■ **What to do**: Reproduce only the stretch of the material from the line containing "Tag the steam" through the line containing "[(484, 282)]", swapping "smoke" for "exhaust" wherever it occurs and leaving everything else unchanged.

## BEGIN Data supplied

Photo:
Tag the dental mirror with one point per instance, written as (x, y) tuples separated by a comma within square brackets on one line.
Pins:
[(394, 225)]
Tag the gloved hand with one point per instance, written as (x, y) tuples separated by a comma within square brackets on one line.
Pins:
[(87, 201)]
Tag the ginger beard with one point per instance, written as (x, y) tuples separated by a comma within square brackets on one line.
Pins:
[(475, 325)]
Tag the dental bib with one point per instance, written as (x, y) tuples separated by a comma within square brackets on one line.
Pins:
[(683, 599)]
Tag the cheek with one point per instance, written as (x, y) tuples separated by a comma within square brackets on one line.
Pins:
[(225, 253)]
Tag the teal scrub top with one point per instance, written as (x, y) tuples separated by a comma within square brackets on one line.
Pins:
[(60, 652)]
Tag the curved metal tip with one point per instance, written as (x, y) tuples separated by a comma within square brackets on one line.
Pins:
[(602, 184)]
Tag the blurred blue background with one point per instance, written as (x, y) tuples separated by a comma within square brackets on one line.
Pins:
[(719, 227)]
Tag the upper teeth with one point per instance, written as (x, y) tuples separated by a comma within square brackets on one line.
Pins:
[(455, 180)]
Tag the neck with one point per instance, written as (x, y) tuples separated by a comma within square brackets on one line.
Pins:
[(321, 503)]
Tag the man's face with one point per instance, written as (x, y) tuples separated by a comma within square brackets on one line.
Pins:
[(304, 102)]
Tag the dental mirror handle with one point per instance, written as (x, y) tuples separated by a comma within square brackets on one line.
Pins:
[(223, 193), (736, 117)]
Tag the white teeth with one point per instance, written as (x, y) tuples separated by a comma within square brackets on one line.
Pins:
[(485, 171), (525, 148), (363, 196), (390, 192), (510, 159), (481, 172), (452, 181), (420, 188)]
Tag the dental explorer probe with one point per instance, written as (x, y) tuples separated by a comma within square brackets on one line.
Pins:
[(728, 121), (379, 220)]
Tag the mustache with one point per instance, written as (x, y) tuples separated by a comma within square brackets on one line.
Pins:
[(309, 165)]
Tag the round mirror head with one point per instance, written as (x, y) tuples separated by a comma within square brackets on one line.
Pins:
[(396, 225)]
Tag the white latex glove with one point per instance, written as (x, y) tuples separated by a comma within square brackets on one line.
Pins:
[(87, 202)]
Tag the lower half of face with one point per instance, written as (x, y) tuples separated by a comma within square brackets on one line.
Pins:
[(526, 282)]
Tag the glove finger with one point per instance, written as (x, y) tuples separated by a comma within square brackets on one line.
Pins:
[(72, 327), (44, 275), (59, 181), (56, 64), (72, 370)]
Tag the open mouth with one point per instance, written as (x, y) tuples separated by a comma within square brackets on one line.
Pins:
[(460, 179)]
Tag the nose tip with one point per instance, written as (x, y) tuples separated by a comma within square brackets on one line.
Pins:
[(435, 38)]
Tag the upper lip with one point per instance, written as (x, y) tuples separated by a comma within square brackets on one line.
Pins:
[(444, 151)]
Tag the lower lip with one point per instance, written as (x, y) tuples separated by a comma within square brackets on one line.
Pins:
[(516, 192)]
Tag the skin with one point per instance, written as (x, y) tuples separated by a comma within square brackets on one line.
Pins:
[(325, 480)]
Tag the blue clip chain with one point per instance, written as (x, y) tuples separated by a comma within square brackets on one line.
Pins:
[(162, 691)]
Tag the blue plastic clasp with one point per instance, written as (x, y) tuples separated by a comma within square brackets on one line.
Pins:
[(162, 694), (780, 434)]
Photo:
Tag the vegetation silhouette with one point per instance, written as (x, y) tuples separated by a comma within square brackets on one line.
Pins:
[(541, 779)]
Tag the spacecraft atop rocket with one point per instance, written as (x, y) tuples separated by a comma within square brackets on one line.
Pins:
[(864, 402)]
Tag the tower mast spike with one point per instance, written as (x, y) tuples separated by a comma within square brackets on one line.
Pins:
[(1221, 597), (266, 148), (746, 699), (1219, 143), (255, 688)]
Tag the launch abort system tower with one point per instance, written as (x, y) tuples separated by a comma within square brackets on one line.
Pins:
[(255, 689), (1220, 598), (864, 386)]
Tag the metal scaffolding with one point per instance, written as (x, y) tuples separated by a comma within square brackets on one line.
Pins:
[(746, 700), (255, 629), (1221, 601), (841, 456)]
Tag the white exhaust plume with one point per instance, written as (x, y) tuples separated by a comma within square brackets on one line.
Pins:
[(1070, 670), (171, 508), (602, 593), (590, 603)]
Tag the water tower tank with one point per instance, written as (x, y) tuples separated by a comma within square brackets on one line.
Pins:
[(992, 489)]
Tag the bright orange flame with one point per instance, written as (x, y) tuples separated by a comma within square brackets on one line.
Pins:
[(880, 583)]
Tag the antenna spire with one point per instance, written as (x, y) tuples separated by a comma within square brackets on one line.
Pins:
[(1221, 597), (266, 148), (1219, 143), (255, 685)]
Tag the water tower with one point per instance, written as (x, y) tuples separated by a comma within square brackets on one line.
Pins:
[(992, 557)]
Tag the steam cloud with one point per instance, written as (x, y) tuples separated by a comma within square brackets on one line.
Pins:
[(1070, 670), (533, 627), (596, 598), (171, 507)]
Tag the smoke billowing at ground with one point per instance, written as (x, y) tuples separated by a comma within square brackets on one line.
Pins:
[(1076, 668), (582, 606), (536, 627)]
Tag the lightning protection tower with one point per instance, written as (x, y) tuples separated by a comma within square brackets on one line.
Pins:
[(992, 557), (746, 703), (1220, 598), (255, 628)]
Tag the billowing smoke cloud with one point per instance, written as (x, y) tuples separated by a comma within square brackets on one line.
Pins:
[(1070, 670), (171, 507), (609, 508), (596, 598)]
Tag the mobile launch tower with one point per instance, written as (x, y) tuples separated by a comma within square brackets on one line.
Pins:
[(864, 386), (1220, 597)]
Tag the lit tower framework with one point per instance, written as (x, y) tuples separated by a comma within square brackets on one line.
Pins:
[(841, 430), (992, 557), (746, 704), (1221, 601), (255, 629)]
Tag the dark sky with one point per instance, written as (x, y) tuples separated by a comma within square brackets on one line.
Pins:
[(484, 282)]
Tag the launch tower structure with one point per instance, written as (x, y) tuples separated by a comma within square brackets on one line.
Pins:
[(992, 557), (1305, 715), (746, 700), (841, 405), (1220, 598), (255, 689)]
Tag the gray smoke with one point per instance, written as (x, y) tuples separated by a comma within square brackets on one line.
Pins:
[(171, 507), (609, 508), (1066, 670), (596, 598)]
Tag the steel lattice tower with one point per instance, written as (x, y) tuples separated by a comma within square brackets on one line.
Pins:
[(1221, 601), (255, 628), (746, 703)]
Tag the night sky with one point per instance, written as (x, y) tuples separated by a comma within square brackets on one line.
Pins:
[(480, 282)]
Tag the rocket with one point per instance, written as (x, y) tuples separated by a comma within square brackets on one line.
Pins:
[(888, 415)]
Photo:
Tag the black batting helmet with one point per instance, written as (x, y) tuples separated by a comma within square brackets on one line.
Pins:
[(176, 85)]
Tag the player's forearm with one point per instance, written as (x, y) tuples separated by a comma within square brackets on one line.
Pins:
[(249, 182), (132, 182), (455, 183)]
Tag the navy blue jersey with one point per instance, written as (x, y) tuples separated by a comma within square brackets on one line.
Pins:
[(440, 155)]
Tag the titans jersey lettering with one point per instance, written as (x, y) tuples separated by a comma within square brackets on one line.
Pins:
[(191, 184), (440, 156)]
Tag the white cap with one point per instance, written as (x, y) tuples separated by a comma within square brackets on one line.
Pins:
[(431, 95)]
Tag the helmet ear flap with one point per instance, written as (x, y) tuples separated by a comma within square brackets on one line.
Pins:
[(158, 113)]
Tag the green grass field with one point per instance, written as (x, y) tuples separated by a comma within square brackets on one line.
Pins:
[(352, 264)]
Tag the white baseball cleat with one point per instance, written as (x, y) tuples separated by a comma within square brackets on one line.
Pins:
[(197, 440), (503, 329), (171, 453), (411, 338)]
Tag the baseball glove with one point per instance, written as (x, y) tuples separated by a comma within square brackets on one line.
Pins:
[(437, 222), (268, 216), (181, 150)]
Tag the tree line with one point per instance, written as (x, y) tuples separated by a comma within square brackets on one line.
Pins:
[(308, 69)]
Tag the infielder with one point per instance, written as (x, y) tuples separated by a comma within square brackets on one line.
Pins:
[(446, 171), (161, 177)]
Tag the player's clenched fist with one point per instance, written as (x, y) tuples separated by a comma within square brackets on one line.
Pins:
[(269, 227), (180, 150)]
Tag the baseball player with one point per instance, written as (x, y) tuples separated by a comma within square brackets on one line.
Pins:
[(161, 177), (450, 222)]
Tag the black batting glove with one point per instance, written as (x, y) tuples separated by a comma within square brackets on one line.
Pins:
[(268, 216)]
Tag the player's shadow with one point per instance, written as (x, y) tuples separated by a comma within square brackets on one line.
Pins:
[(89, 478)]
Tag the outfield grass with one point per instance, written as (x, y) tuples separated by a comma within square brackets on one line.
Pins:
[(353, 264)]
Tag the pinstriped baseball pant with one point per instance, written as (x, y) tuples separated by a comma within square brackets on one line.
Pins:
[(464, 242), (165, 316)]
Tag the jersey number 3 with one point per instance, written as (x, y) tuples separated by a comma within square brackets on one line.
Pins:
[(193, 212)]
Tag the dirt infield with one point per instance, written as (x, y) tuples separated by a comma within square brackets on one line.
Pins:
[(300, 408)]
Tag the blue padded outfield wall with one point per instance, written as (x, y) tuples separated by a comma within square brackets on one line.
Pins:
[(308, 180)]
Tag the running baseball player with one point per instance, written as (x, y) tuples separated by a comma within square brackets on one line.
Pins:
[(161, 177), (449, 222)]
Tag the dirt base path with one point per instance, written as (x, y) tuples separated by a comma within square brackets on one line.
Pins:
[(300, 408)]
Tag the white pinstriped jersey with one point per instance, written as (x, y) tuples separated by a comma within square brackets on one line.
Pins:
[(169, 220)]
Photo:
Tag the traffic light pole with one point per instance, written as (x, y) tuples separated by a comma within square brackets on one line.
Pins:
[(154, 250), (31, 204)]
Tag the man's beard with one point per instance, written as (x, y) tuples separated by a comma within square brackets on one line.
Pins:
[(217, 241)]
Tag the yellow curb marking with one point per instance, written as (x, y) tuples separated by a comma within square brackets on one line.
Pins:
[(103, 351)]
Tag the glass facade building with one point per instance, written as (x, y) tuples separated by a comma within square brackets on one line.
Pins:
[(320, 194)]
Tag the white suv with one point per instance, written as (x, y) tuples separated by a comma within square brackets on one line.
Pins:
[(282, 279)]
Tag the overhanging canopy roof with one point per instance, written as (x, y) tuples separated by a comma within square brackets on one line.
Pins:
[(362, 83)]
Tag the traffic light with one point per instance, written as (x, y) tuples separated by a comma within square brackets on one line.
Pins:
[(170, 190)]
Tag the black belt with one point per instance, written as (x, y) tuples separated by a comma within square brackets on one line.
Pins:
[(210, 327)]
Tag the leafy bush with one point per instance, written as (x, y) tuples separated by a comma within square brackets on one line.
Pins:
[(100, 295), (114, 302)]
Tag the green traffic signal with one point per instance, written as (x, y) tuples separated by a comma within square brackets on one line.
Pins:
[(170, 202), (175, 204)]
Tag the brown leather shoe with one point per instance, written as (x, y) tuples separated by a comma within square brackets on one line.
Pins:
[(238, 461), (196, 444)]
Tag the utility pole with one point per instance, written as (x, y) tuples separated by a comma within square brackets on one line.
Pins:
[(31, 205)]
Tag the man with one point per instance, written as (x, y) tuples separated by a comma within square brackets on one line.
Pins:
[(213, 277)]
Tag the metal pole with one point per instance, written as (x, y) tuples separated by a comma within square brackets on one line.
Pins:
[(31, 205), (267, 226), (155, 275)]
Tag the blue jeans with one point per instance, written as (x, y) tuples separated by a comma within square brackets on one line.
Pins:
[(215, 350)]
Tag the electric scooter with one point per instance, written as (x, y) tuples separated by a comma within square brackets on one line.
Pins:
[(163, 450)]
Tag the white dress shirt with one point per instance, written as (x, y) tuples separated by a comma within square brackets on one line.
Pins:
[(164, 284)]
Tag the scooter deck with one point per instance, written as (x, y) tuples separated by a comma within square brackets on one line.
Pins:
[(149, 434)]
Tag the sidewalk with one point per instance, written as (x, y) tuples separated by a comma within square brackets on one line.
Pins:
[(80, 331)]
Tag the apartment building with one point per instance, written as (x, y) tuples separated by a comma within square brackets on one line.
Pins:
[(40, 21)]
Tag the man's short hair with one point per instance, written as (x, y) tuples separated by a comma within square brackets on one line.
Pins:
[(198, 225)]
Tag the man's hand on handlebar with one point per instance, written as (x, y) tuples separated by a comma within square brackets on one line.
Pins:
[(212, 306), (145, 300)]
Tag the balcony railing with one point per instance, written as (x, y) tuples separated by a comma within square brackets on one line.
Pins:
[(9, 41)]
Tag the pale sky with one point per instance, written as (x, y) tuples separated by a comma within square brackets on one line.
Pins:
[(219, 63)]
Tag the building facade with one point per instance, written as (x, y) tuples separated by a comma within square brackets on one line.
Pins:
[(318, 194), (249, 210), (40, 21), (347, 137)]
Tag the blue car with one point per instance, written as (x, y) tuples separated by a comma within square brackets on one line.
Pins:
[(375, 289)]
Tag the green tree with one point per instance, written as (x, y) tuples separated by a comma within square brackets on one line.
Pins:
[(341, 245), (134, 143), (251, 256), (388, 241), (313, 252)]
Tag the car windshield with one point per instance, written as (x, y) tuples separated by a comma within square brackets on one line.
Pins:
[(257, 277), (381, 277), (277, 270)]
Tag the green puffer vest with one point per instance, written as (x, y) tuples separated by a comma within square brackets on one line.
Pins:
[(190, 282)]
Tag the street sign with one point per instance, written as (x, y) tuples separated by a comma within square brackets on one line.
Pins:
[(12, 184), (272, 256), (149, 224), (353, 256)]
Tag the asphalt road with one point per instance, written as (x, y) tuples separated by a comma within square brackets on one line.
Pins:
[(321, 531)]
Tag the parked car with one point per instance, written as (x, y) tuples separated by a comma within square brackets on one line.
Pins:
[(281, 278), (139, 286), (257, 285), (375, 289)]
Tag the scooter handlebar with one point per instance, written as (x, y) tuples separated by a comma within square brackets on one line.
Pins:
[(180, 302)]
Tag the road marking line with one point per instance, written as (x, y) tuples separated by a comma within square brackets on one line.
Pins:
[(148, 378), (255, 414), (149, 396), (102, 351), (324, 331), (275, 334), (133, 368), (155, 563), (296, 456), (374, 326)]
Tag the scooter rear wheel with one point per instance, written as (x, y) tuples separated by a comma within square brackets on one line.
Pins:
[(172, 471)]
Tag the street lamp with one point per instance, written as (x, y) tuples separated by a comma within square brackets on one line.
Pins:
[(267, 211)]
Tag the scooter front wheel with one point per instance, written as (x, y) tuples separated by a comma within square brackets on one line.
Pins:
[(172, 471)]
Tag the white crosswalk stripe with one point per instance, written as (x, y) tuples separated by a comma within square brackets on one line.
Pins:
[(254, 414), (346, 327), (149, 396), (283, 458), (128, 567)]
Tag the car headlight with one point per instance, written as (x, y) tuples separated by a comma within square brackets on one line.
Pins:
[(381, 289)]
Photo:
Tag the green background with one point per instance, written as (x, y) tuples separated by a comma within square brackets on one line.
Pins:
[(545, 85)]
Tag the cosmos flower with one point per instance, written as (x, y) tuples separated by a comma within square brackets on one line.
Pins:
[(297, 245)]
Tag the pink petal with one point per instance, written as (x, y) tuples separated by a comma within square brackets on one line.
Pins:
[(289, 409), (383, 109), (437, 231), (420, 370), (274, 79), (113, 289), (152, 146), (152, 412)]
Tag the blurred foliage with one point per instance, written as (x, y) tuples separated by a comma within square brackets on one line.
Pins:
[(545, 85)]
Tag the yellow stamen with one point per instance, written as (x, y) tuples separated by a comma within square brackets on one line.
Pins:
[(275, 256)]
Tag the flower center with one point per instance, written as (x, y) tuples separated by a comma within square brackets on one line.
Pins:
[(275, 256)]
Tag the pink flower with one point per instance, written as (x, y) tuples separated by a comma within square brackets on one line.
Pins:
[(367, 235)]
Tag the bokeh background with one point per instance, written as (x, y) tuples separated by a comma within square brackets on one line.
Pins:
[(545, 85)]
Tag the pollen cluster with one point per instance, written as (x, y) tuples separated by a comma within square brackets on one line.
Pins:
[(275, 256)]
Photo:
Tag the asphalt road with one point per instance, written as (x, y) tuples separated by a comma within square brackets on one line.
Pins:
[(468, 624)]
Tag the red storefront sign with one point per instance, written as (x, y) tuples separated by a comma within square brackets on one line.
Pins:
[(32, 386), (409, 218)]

## END Data supplied

■ **Answer in full**:
Tag the steam cloud with one point per instance, written as (x, y) tuples separated by a comma within square brackets on one line.
Pins:
[(1070, 670), (533, 627), (596, 598), (171, 507)]
Tag the exhaust billowing at ground with one point per instance, written as (x, y) tuples separated by a comma within square brackets on one line.
Pins:
[(1076, 668), (582, 606), (536, 627)]
Tag the lightning protection tower with one point per instance, written as (x, y) tuples separated by a comma within square brackets on one line.
Pins:
[(992, 557), (746, 703), (1220, 598), (255, 628)]
Tag the billowing exhaust cloud with one point per instance, written as (x, y) tuples separated by a comma within square brackets on one line.
Pins:
[(1070, 670), (171, 507), (609, 508), (596, 598)]
Tag the mobile launch tower with one point per instance, written as (x, y) tuples separated by a comma within square brackets on one line.
Pins:
[(864, 386), (1220, 597)]
Tag the lit tower framework with one point per instance, written as (x, y) tuples separated by a comma within square brackets on one line.
Pins:
[(841, 430), (992, 557), (746, 704), (1221, 601), (255, 629)]
Tag the dark sky with one point per instance, written as (x, y) tuples separated by a comma within square brackets on one line.
Pins:
[(484, 282)]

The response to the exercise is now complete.